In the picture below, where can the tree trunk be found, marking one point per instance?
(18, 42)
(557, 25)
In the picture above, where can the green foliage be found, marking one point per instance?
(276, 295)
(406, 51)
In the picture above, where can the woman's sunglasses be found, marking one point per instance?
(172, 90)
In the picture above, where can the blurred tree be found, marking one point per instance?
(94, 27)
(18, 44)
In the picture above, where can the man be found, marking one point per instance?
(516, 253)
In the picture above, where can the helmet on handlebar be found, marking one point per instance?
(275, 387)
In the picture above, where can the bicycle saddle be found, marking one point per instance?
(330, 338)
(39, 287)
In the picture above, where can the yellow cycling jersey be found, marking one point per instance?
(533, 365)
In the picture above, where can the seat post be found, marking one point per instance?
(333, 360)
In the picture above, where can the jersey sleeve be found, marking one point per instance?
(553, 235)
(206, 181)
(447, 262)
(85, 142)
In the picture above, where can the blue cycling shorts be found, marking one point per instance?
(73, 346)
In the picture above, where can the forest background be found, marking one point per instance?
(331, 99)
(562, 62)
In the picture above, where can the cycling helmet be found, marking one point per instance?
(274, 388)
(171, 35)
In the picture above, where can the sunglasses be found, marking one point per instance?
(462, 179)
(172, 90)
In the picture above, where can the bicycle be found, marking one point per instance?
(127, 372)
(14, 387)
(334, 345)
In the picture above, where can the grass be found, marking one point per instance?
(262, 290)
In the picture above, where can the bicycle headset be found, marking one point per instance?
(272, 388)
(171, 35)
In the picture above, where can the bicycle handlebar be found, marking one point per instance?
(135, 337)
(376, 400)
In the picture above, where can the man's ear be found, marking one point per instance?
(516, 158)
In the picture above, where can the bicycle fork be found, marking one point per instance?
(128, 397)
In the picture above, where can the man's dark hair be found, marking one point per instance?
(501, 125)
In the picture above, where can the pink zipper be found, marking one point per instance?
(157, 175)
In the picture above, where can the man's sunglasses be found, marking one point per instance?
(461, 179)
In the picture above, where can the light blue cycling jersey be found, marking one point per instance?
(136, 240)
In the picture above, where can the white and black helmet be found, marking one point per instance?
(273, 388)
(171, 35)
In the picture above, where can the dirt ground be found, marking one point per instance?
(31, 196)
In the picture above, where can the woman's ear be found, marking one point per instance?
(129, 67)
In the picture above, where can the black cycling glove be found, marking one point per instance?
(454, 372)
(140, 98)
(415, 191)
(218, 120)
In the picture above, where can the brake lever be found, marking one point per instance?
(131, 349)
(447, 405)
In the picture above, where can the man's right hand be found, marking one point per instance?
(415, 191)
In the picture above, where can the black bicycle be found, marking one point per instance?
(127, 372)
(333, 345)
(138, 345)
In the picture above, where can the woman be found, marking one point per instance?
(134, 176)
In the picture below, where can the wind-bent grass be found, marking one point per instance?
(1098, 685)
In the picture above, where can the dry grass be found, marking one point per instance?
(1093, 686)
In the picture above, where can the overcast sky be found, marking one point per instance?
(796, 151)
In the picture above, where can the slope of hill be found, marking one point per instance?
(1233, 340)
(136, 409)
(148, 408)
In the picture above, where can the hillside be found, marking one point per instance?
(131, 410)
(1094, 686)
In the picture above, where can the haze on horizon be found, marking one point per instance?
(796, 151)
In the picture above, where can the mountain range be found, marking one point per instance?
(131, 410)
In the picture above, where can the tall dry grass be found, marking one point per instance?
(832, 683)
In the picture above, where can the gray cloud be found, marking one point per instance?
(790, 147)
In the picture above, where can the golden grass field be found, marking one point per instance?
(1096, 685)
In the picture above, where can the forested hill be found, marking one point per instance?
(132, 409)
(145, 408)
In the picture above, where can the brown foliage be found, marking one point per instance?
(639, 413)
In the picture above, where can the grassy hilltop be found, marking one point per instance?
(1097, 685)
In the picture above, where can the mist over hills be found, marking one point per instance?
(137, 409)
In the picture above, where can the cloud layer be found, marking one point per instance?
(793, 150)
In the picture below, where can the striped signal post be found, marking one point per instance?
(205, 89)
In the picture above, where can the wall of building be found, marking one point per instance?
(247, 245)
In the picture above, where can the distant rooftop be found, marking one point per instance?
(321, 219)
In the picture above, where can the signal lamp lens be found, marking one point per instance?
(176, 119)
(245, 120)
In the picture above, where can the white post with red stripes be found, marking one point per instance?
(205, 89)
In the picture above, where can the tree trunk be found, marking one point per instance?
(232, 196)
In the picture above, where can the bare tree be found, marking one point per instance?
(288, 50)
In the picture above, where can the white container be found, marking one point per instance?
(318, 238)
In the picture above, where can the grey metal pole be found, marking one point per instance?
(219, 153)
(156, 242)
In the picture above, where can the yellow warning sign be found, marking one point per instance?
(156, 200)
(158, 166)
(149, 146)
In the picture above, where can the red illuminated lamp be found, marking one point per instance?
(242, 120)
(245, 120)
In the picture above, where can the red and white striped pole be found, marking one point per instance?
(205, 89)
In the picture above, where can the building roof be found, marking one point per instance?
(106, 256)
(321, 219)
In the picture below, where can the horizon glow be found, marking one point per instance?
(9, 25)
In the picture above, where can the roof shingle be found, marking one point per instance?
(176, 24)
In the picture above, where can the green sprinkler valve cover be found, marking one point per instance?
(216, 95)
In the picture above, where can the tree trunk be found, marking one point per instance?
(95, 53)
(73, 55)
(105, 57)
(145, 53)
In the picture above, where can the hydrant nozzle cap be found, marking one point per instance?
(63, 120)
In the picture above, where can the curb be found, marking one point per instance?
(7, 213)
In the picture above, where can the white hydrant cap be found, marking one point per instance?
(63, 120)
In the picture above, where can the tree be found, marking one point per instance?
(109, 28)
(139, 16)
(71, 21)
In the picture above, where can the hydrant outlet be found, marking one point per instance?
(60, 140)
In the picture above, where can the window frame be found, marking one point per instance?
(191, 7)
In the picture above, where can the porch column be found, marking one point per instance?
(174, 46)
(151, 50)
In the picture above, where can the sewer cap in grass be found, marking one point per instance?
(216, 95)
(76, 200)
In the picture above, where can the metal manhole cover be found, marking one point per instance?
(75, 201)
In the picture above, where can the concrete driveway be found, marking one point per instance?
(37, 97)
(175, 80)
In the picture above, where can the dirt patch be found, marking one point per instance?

TRY IT:
Reproduce the material above precisely, omitting nothing.

OUTPUT FOR THIS TASK:
In the picture below, where can the tree trunk be found, marking one point per instance?
(18, 42)
(557, 25)
In the picture above, where can the green foliage be found, marking one point per instance?
(276, 295)
(406, 51)
In the picture above, where can the woman's sunglasses be found, marking one point per instance?
(172, 90)
In the picture above, where can the blurred tree be found, marking one point per instance?
(94, 27)
(18, 44)
In the picture above, where can the man be found, marking one point per instance?
(516, 253)
In the picture above, where can the helmet on handlebar be found, marking one point per instance?
(275, 387)
In the picture above, where can the bicycle saddle be found, marking one point per instance?
(330, 338)
(39, 287)
In the picture above, where can the yellow cycling jersey be found, marking one point per instance?
(533, 365)
In the picture above, where can the seat post be found, marking one point per instance?
(333, 360)
In the picture above, where can the jersey sleeve be found, marking one point per instance?
(553, 235)
(206, 181)
(447, 262)
(85, 142)
In the picture above, where can the blue cycling shorts be found, marking one point per instance?
(73, 346)
In the picture above, where can the forest background be found, marking one point per instance?
(331, 99)
(562, 62)
In the picture above, where can the cycling helmet be found, marking one point per instance?
(274, 388)
(171, 35)
In the picture above, where can the sunglasses be found, marking one point per instance?
(462, 179)
(172, 90)
In the picture above, where can the bicycle be found, marking one point per instance?
(127, 372)
(14, 387)
(334, 345)
In the picture above, where can the grass be found, marking one point per instance?
(262, 290)
In the picture above, where can the bicycle headset be found, marking one point per instance?
(272, 388)
(171, 35)
In the picture above, where can the bicycle handlebar be found, marking one point per instance?
(135, 337)
(376, 400)
In the picture above, where can the man's ear be found, marking one point per instance?
(516, 158)
In the picture above, where can the bicycle fork be found, marking one point per instance?
(128, 397)
In the picture above, where can the man's dark hair be found, marking one point per instance?
(501, 125)
In the picture above, where can the pink zipper be found, marking one point per instance?
(157, 175)
In the picture above, where can the man's sunglasses be found, marking one point per instance?
(461, 179)
In the picture above, where can the light blue cycling jersey be found, marking one point per instance?
(136, 240)
In the picture above, where can the white and black helmet be found, marking one point per instance?
(273, 388)
(171, 35)
In the picture above, where can the dirt ground be found, marking one point per instance?
(31, 196)
In the picture above, where can the woman's ear be found, marking one point per instance?
(129, 67)
In the picture above, where can the black cycling glove be found, marking one point per instance?
(454, 372)
(140, 98)
(415, 191)
(218, 120)
In the picture above, where can the brake lever be found, marking one point per instance?
(131, 349)
(447, 405)
In the picture above, where can the man's right hand be found, marking one point per instance?
(415, 191)
In the picture above, where can the black bicycle be found, marking one point per instance?
(127, 372)
(333, 345)
(138, 345)
In the picture above, where can the woman be found, marking one point per instance?
(134, 176)
In the picture below, where can the wind-bent grass be found, marking one point per instance?
(1098, 685)
In the picture above, where can the dry grass be found, marking one point per instance?
(1093, 686)
In the picture above, where can the overcast sky be found, marking one point per instance?
(796, 151)
In the picture above, where can the slope of hill be found, marking one point per instance?
(1233, 340)
(136, 409)
(148, 408)
In the picture above, where can the hillside be found, marking one point per instance?
(131, 410)
(1094, 686)
In the picture above, where can the haze on horizon be found, marking one point per instance?
(796, 151)
In the picture above, where can the mountain range be found, marking one point per instance?
(131, 410)
In the picture above, where can the tall dry grass be found, marking one point per instance?
(832, 683)
In the picture above, where can the gray cloud be found, marking one point per instance?
(790, 147)
In the picture above, where can the golden grass field be found, marking one point per instance?
(1096, 685)
In the picture above, where can the forested hill be found, marking one point per instance?
(132, 409)
(145, 408)
In the picture above, where can the brown foliage be found, marking one point per instance?
(639, 413)
In the picture above, where can the grassy hilltop be found, marking one point per instance?
(1097, 685)
In the picture above, where can the mist over hills be found, marking one point per instance?
(137, 409)
In the picture above, where can the cloud layer be found, marking one point per instance?
(793, 150)
In the picture below, where can the striped signal post be found, marking one point per instance?
(205, 89)
In the picture above, where can the wall of building be found, marking one point per instance?
(247, 245)
In the picture above, where can the distant rooftop be found, marking one point per instance?
(321, 219)
In the picture above, where can the signal lamp lens be found, marking one point per instance?
(176, 119)
(245, 120)
In the picture above, where can the white post with red stripes be found, marking one point per instance?
(205, 89)
In the picture above, where can the tree trunk be found, marking one point per instance?
(232, 196)
In the picture above, where can the bare tree be found, marking one point per instance?
(288, 50)
In the picture above, where can the white container be found, marking one point per instance?
(318, 238)
In the picture above, where can the grey metal pole be found, marking one point per instance?
(219, 153)
(156, 242)
In the picture above, where can the yellow warning sign be found, marking one point per instance?
(156, 200)
(158, 166)
(149, 146)
In the picture above, where can the red illuminated lamp be found, marking one point per instance?
(242, 120)
(245, 120)
In the picture above, where can the red and white striped pole be found, marking one point per instance?
(205, 89)
In the picture above, where can the building roof be found, marking one point per instance?
(106, 256)
(321, 219)
In the picture below, where can the horizon glow be found, marking one point per instance?
(9, 25)
In the picture above, where can the roof shingle be found, marking one point per instance?
(176, 24)
In the picture above, where can the green sprinkler valve cover be found, marking one point per instance?
(216, 95)
In the picture above, where can the tree trunk be found, marking one point per instance?
(95, 53)
(73, 55)
(105, 57)
(145, 53)
In the picture above, where can the hydrant nozzle cap be found, marking one point per instance?
(63, 120)
In the picture above, where can the curb be found, marking one point per instance?
(7, 213)
In the picture above, where can the white hydrant cap be found, marking one point per instance?
(63, 120)
In the picture above, where can the tree be found, marking one point per instance?
(109, 28)
(139, 16)
(71, 21)
In the picture above, where can the hydrant outlet be found, marking one point per instance?
(60, 140)
In the picture above, where can the window frame be found, marking one point per instance?
(191, 7)
In the picture above, where can the porch column be found, marking one point per instance?
(174, 46)
(151, 50)
In the picture above, where can the sewer cap in grass be found, marking one point per instance?
(216, 95)
(76, 200)
In the picture above, where can the metal manhole cover be found, marking one point per instance?
(75, 201)
In the picture above, where can the concrete driveway be found, marking one point per instance?
(37, 97)
(175, 80)
In the picture above, where can the dirt patch be found, marking one point per instance?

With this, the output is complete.